Set task> Reproduce the material below line for line without any changes, but omit the pictures.

-- Start Dataset --

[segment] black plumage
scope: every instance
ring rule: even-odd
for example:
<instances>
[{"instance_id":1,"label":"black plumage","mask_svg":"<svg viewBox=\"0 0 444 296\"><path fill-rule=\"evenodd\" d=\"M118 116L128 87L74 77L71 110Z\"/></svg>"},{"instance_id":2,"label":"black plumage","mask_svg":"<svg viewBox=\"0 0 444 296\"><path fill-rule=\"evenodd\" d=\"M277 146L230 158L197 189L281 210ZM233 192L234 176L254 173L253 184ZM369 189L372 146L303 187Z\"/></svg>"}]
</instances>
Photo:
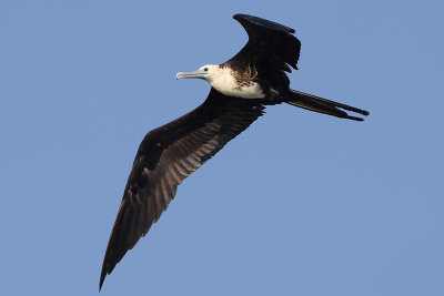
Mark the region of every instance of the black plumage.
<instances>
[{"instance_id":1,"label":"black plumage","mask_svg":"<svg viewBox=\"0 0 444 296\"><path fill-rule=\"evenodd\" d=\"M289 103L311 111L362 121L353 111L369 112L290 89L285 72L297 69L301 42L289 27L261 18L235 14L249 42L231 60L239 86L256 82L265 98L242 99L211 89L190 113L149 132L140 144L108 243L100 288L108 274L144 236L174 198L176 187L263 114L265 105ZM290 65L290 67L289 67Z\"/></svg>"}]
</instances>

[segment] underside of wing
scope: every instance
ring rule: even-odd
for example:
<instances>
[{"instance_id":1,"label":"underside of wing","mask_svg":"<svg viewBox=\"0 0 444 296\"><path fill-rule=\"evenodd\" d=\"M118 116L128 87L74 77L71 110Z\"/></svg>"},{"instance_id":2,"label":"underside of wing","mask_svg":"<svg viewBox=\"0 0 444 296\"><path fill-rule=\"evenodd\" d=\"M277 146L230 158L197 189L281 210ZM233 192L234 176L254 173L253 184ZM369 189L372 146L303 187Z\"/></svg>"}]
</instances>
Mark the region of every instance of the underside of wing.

-- End Dataset --

Response>
[segment] black plumage
scope: every instance
ring rule: even-odd
for example:
<instances>
[{"instance_id":1,"label":"black plumage","mask_svg":"<svg viewBox=\"0 0 444 296\"><path fill-rule=\"evenodd\" d=\"M118 116L128 87L74 77L71 110Z\"/></svg>"},{"instance_id":2,"label":"black plumage","mask_svg":"<svg viewBox=\"0 0 444 296\"><path fill-rule=\"evenodd\" d=\"M277 146L230 158L197 189L281 210ZM233 192L234 176L254 173L253 184ZM369 189L372 146L303 187Z\"/></svg>"}]
</instances>
Photo:
Mark the region of every instance of the black plumage.
<instances>
[{"instance_id":1,"label":"black plumage","mask_svg":"<svg viewBox=\"0 0 444 296\"><path fill-rule=\"evenodd\" d=\"M289 103L311 111L362 121L353 111L369 112L290 89L285 72L297 69L301 42L289 27L261 18L235 14L249 42L231 60L239 86L256 82L265 98L242 99L211 89L190 113L149 132L140 144L108 243L100 288L108 274L144 236L174 198L176 187L263 114L265 105ZM290 65L290 67L289 67Z\"/></svg>"}]
</instances>

[segment] underside of wing
scope: every instance
ring rule: even-odd
for example:
<instances>
[{"instance_id":1,"label":"underside of wing","mask_svg":"<svg viewBox=\"0 0 444 296\"><path fill-rule=\"evenodd\" d=\"M118 116L128 87L74 77L71 110Z\"/></svg>"},{"instance_id":2,"label":"underside of wing","mask_svg":"<svg viewBox=\"0 0 444 296\"><path fill-rule=\"evenodd\" d=\"M277 146L230 158L197 189L281 210ZM233 192L234 176L254 173L253 184ZM369 189L372 146L303 187Z\"/></svg>"}]
</instances>
Mark the region of every instance of the underside of wing.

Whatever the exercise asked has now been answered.